### TEXTO EXIBIDO
Há 100 anos, nascia a dona Áurea Ferreira Durão, moradora do bairro da Tijuca, na Zona Norte da cidade, que conhece como a palma da sua mão. Moradora de um condomínio da Rua Engenheiro Enaldo Cravo Peixoto, logo atrás do shopping Tijuca, a nova tijucana centenária nasceu na época em que o Brasil se recuperava da gripe espanhola de 1918 e que o mundo estava em uma euforia libertária que ficou apelidada de “os loucos anos 20”. Hoje, o mundo passa pelo contrário: confinamento preventivo por conta da pandemia do novo coronavírus. Como a Dona Áurea faz parte do grupo de risco do Covid-19 por ser idosa, a data tinha tudo para passar em branco. Porém, os moradores dos dois edifícios do condomínio onde mora se prontificaram a cantar, às 18 horas desta segunda-feira, um emocionante “parabéns pra você” que ecoou pelo prédio e pelas ruas do bairro.

### TAREFAS
1. Devolva, sem nenhuma alteração, o trecho da notícia sobre dona Áurea que começa nas palavras "Há 100 anos, nascia" e termina depois de "ruas do bairro.".
2. Segundo a notícia sobre dona Áurea, a que horas os moradores do condomínio cantaram o "parabéns pra você"?
3. Dê continuidade à notícia sobre os cem anos de dona Áurea, começando logo depois da última frase apresentada.

### MATERIAL
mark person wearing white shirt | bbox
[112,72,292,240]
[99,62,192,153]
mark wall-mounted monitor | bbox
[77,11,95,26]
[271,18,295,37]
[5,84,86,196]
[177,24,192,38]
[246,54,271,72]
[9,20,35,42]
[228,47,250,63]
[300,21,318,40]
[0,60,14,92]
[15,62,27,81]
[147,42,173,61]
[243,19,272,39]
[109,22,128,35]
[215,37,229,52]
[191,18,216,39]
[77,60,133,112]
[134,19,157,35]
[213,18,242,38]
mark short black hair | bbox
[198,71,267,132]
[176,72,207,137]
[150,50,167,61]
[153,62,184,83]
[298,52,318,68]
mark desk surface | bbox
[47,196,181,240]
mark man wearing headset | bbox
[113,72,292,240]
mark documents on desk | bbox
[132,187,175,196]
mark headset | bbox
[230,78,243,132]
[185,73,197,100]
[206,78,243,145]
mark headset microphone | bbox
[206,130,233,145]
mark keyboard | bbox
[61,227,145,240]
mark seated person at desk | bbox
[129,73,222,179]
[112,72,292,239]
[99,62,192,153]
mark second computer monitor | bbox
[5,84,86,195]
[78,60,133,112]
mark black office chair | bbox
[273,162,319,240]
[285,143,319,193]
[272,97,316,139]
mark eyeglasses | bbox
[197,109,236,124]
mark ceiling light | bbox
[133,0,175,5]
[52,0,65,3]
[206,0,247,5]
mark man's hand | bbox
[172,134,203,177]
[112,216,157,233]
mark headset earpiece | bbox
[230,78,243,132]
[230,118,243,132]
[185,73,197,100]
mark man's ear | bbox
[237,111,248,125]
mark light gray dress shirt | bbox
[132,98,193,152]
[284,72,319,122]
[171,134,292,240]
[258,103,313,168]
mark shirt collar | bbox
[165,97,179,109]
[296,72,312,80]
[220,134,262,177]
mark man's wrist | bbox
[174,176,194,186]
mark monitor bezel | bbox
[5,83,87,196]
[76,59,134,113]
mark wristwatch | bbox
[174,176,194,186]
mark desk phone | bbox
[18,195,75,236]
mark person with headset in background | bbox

### RESPOSTAS
1.
Há 100 anos, nascia a dona Áurea Ferreira Durão, moradora do bairro da Tijuca, na Zona Norte da cidade, que conhece como a palma da sua mão. Moradora de um condomínio da Rua Engenheiro Enaldo Cravo Peixoto, logo atrás do shopping Tijuca, a nova tijucana centenária nasceu na época em que o Brasil se recuperava da gripe espanhola de 1918 e que o mundo estava em uma euforia libertária que ficou apelidada de “os loucos anos 20”. Hoje, o mundo passa pelo contrário: confinamento preventivo por conta da pandemia do novo coronavírus. Como a Dona Áurea faz parte do grupo de risco do Covid-19 por ser idosa, a data tinha tudo para passar em branco. Porém, os moradores dos dois edifícios do condomínio onde mora se prontificaram a cantar, às 18 horas desta segunda-feira, um emocionante “parabéns pra você” que ecoou pelo prédio e pelas ruas do bairro.

2. Às 18 horas desta segunda-feira.

3.
De máscara no rosto, a homenageada já estava posicionada em sua varanda 5 minutos antes da hora marcada. Vestindo uma blusa amarela, ela foi agraciada com o parabéns e gritos de muitos anos de vida, que respondeu acenando de sua varanda. Ela só tirou a máscara na hora de soprar as velas de seu bolo.
Nunca tive algo parecido na vida. Quando meu marido era vivo, a gente passeava muito, ia para o exterior, ficava em hotéis, mas passar aqui, foram poucas vezes. Eu estou muito emocionada porque estamos precisando muito de bênçãos para proteger a nossa terra querida — disse a aniversariante.
Dona Áurea nasceu no bairro do Estácio, na Zona Norte, sendo a mais velha de cinco irmãos e uma irmã, que já morreram. A testemunha da história do Rio que, conforme ela mesmo diz, era “lindo de morrer”, se lembra de quando a cidade tinha muito menos habitantes, tendo um ritmo mais lento do que o atual. Enquanto, aos 17 anos, trabalhava na Companhia de Apólices Estaduais, ela conheceu o marido, Luiz Durão, que era diretor financeiro da Telerio. Um ano depois, se casaram na Paróquia Nossa Senhora da Conceição Aparecida, no Cachambi, e tiveram dois filhos.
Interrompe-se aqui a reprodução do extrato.